(Input data)

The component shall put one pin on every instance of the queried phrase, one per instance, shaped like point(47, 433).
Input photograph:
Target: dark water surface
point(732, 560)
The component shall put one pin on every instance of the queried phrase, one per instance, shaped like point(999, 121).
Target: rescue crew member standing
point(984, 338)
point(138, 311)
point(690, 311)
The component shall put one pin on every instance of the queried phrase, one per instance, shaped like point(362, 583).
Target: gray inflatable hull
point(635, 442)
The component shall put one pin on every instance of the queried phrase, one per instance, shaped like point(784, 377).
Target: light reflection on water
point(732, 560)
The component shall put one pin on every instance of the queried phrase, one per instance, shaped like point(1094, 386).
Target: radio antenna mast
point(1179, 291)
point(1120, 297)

(End Input data)
(Input data)

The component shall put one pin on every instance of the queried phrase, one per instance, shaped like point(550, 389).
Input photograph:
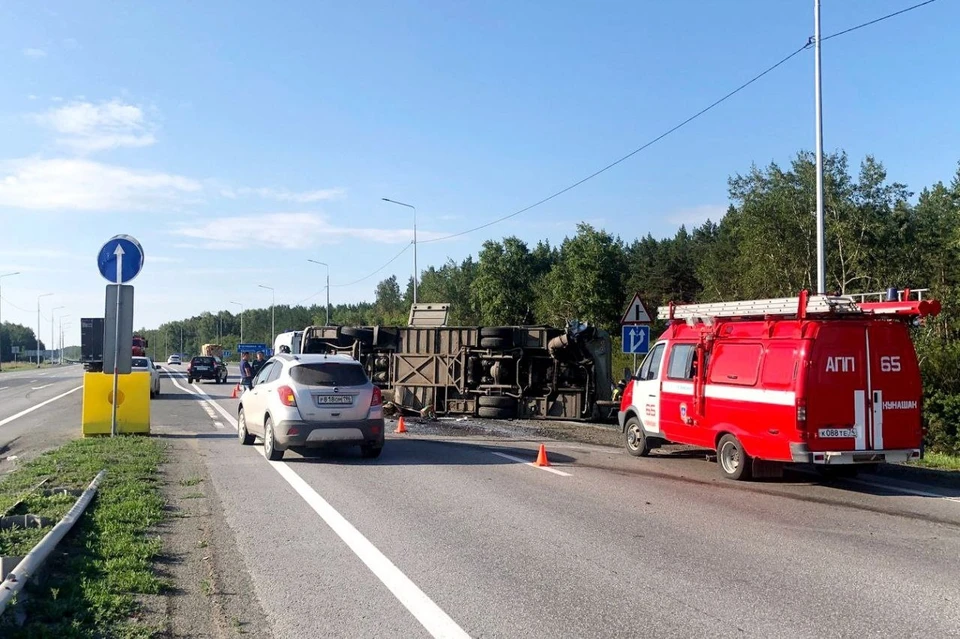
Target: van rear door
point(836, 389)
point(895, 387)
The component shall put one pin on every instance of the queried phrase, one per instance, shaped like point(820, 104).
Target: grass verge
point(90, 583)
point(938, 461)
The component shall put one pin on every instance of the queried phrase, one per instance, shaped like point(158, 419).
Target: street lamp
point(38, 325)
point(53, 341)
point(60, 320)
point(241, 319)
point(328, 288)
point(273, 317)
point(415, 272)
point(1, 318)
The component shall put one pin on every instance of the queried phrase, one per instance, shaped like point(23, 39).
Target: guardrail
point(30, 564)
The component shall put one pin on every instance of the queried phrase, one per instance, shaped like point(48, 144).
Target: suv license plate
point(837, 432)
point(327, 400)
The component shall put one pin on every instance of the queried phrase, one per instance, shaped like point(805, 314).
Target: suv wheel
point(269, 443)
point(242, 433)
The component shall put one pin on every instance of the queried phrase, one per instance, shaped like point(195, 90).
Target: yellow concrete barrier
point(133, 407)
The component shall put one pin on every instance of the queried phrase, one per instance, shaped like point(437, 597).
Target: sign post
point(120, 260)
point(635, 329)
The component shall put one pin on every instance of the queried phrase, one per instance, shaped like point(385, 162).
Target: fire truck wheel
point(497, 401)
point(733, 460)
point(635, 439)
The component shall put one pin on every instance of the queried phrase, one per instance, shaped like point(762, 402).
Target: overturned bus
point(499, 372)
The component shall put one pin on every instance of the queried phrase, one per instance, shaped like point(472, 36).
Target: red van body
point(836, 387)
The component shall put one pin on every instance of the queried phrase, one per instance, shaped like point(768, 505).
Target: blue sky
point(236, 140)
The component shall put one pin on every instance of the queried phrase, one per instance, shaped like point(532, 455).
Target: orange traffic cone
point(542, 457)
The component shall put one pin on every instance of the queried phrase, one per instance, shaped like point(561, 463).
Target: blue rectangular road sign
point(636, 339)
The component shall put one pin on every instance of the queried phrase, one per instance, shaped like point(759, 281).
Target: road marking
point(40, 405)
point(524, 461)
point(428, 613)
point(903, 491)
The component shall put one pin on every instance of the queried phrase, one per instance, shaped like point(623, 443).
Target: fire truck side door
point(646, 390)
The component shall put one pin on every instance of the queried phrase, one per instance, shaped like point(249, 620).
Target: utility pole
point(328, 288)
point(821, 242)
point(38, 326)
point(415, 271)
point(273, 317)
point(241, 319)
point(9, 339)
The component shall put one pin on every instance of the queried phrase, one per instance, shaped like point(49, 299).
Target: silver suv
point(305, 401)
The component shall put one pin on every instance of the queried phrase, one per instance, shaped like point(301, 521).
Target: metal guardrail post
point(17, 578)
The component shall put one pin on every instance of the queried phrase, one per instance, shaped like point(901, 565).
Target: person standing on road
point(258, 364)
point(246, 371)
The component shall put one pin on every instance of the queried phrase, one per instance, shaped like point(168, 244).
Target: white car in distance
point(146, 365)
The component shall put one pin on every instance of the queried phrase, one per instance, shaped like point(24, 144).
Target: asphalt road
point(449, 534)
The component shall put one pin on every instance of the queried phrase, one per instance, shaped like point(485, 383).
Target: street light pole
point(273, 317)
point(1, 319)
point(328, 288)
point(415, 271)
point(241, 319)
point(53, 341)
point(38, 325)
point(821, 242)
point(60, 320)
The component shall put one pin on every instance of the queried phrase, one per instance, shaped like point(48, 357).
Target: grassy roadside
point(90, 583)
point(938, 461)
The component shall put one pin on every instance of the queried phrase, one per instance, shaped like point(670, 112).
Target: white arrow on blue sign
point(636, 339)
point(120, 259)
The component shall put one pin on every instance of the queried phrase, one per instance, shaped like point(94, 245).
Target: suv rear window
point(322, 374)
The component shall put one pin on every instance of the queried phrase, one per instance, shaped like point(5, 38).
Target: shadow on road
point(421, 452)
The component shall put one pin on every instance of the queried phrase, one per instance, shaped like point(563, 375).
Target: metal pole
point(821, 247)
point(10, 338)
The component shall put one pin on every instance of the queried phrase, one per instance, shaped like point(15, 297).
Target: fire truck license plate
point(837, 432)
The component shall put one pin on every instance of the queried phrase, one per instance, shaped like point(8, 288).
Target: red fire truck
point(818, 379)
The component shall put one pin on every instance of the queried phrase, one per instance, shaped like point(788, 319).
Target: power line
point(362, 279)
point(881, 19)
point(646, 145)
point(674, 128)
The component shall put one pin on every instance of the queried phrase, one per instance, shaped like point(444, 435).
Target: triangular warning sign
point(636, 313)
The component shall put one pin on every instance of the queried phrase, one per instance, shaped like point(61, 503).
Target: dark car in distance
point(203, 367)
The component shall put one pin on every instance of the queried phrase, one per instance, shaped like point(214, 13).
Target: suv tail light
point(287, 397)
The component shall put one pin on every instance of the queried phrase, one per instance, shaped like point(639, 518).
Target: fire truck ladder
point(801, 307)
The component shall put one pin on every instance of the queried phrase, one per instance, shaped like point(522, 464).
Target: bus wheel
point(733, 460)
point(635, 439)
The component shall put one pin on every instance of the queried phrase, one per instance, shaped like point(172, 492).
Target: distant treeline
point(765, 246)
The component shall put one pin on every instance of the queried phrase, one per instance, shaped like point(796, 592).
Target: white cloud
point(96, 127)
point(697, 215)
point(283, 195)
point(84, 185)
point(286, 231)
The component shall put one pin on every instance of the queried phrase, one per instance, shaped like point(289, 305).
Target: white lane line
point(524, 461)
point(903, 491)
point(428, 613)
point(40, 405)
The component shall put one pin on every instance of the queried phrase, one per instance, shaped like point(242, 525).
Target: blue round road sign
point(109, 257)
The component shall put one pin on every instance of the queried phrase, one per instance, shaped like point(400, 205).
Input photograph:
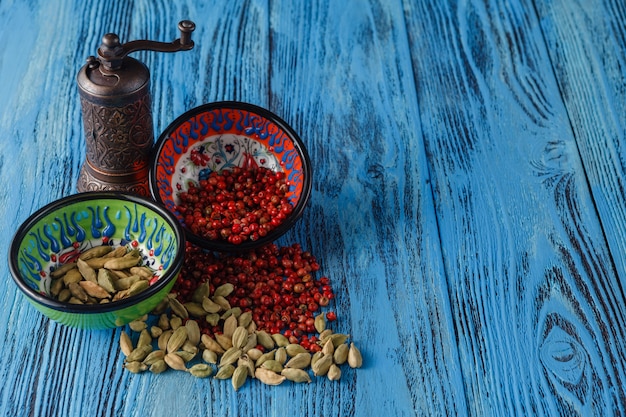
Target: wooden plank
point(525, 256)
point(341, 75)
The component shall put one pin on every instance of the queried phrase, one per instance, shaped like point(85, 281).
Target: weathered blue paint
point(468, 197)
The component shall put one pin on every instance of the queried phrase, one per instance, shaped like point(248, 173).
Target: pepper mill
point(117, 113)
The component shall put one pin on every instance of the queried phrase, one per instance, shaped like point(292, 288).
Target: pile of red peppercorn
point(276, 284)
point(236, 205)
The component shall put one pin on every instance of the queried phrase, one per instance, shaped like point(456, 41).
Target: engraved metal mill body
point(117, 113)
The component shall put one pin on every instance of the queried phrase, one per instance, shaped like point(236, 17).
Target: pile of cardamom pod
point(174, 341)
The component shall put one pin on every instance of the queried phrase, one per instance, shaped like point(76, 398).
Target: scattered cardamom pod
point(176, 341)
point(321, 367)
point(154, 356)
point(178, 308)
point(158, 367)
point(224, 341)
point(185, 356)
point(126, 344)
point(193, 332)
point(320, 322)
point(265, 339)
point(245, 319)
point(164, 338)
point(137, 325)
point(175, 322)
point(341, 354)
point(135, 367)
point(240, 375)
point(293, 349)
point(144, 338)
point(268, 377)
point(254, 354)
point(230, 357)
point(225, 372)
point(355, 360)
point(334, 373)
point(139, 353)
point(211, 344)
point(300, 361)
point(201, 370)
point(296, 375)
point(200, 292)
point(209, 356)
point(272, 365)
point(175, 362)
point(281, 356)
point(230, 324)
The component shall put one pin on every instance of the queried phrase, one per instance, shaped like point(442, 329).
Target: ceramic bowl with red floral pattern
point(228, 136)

(End Input data)

Word for word, restate the lines above from the line containing "like point(47, 433)." through the line containing "like point(999, 121).", with both included and nothing else.

Your solution:
The component shall put one pin on every instance of the queried phrase, one per instance, shaped like point(47, 433).
Input photograph:
Target: dark water surface
point(732, 560)
The component shall put one pin on every instance of the queried phrase, one per instance, shaped like point(999, 121).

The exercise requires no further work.